- _Document passage_:
The measles cases in the US reached record numbers. For the first five months of 2019, 971 measles cases were reported. According to the CDC this is the highest number in 27 years.
More than half the country has reported cases. The greatest source for this year’s surging cases is New York, where Rockland County and New York City have been battling outbreaks for nearly eight months.
What exactly is the Measles?
The disease spreads through the air by respiratory droplets produced from coughing or sneezing. Measles symptoms don’t appear until 10 to 14 days after exposure. They include cough, runny nose, inflamed eyes, sore throat, fever, and a red, blotchy skin rash.
What is the Treatment?
Unfortunately, there is no treatment to get rid of an established measles infection, but over-the-counter fever reducers or vitamin A may help with symptoms.
Why the Concern?
In the year 2,000 the US had zero reported cases of the measles. The CDC is concerned because there are can be complications including:
- Dehydration from diarrhea and vomiting
- Middle ear infection
- Eye infection
- Inflammation of the voice box
- Infections of the airways and lungs (such as pneumonia, bronchitis and croup)
- Seizures from high fever
Though rare, the measles can cause:
- Liver infection
- Misalignment of the eyes if the virus affects the nerves and muscles of the eye
- Infection of the membranes surrounding the brain and spinal cord. This can lead to meningitis or encephalitis; both of which can be deadly,
How does the measles spread?
- By mother to baby by pregnancy, labor, or nursing
- By coughs or sneezes (airborne)
- By kissing or sharing drinks (saliva)
- By handshakes or hugs (skin to skin)
- By touching a contaminated surface (blanket or doorknob).

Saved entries
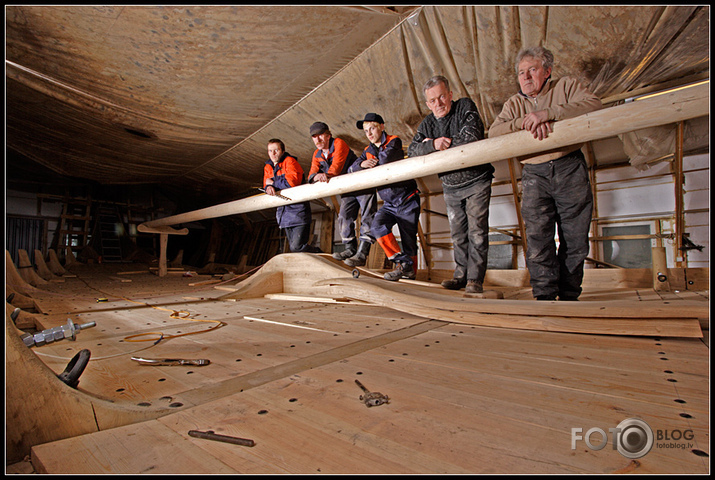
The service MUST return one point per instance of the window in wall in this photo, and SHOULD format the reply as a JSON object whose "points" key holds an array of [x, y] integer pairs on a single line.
{"points": [[628, 253], [500, 256]]}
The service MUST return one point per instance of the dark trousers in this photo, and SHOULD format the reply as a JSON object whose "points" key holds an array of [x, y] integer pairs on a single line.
{"points": [[557, 194], [298, 238], [350, 206], [468, 213], [407, 219]]}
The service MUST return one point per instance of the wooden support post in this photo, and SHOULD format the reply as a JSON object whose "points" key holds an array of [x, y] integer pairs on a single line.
{"points": [[679, 210], [661, 281], [163, 242], [517, 203], [327, 227], [591, 162], [426, 247]]}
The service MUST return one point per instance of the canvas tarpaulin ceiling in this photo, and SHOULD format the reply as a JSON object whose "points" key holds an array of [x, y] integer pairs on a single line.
{"points": [[188, 96]]}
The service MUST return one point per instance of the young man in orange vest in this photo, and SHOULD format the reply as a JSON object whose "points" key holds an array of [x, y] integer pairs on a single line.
{"points": [[283, 171], [401, 201], [333, 157]]}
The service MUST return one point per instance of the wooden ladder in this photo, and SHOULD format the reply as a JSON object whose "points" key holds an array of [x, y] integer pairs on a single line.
{"points": [[74, 225]]}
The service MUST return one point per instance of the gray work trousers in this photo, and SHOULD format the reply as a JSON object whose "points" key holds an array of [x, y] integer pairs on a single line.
{"points": [[557, 193], [365, 203], [468, 213]]}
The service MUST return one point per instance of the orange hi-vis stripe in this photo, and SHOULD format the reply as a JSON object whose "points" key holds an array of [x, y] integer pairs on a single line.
{"points": [[389, 245]]}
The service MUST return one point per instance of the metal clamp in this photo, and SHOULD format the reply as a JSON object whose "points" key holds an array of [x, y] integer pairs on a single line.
{"points": [[171, 361], [372, 399]]}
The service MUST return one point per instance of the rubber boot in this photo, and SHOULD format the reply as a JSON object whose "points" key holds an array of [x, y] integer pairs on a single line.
{"points": [[360, 258], [404, 268], [350, 250]]}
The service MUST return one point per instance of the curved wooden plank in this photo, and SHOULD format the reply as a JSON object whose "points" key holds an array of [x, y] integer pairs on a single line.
{"points": [[395, 293], [621, 317]]}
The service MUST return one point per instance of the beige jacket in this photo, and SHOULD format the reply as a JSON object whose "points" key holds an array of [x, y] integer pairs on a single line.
{"points": [[562, 98]]}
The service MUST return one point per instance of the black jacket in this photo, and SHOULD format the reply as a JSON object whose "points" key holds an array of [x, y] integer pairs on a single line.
{"points": [[463, 125]]}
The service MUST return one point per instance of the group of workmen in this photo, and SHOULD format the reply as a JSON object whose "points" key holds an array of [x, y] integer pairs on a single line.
{"points": [[556, 191]]}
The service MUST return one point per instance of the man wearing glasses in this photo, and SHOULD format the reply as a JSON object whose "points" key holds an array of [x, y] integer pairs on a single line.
{"points": [[467, 191]]}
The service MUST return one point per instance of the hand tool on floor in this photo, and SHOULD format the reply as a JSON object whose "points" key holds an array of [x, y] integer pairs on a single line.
{"points": [[171, 361], [276, 195], [55, 334], [74, 369], [210, 435], [372, 399]]}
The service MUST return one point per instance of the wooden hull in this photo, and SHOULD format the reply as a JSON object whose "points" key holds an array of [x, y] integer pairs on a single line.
{"points": [[473, 387]]}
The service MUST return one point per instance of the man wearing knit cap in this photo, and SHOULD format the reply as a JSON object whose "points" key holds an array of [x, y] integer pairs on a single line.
{"points": [[333, 157]]}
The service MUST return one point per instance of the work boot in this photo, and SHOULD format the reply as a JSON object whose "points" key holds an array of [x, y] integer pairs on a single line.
{"points": [[360, 258], [454, 283], [474, 286], [402, 270], [350, 250]]}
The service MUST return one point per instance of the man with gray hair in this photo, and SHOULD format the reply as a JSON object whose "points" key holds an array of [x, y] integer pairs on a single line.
{"points": [[467, 191], [556, 189]]}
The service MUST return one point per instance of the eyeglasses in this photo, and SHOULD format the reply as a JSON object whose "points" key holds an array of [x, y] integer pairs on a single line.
{"points": [[442, 98]]}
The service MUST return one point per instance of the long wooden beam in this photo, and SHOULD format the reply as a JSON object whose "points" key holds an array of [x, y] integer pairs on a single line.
{"points": [[663, 109]]}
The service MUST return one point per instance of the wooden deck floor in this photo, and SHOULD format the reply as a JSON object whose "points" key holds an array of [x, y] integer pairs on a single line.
{"points": [[463, 398]]}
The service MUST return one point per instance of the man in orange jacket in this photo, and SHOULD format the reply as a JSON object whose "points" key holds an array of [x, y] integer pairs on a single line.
{"points": [[333, 157], [401, 201], [283, 171]]}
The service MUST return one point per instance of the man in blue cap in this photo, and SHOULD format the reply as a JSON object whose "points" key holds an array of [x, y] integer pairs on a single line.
{"points": [[401, 201]]}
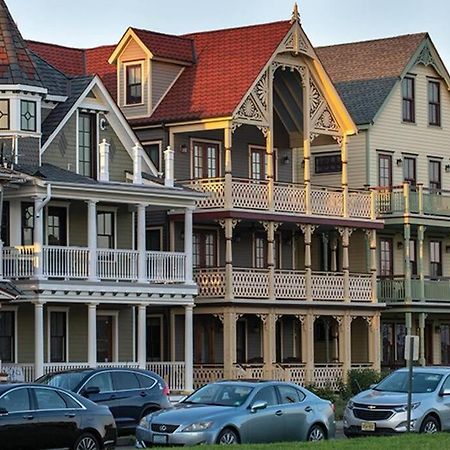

- _What to produce_: Reproduce the measles text from "What is the" up to and including "Why the Concern?", replacing "over-the-counter" with "nonprescription". This material was drawn from a separate source.

- _Solution to this task_:
What is the Treatment?
Unfortunately, there is no treatment to get rid of an established measles infection, but nonprescription fever reducers or vitamin A may help with symptoms.
Why the Concern?